> _SHORT EXERCISE_: Transcribe all records exactly.

(Pointing dataset excerpts)
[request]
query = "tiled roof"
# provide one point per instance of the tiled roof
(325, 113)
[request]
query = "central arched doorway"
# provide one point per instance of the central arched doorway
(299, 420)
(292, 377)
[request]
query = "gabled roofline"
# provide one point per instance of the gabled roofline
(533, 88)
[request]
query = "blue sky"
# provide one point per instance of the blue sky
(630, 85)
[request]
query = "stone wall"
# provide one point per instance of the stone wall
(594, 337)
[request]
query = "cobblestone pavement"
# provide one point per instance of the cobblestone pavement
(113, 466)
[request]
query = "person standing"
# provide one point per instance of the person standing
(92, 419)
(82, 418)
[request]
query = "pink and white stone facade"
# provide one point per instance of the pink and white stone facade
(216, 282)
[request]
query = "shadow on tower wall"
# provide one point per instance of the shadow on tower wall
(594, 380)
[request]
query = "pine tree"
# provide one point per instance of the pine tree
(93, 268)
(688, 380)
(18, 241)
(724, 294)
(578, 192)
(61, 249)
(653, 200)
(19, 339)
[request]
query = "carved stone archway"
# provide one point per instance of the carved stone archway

> _FINAL RESULT_:
[request]
query = "tiled roof"
# provide one point per instance of the tiled roof
(325, 113)
[request]
query = "central arched doorway"
# provide one point per instance of the central arched doorway
(299, 420)
(292, 377)
[request]
query = "gabled roofline"
# provide one point per instance of the gabled roofline
(533, 88)
[request]
query = "blue sky"
# provide one point per instance of the blue sky
(630, 85)
[request]
query = "stone wall"
# provide one point per instance of the stone wall
(594, 337)
[request]
query = "cobblestone pavement"
# provide one point per instance of the cobblestone pavement
(113, 466)
[request]
query = "person standing"
# provide one point per instance of the person standing
(92, 419)
(82, 418)
[request]
query = "pink and white stone facade"
# provide one point per instance of the pink and white stone facade
(216, 282)
[request]
query = "shadow on tower wall"
# provide one point per instance of the shadow on tower wall
(594, 380)
[request]
query = "pine tree"
# provide one point per instance of the pine tree
(93, 268)
(688, 380)
(18, 241)
(724, 294)
(578, 192)
(61, 249)
(653, 200)
(19, 339)
[request]
query = "carved stone archway"
# provide one point per instance of the carved stone archway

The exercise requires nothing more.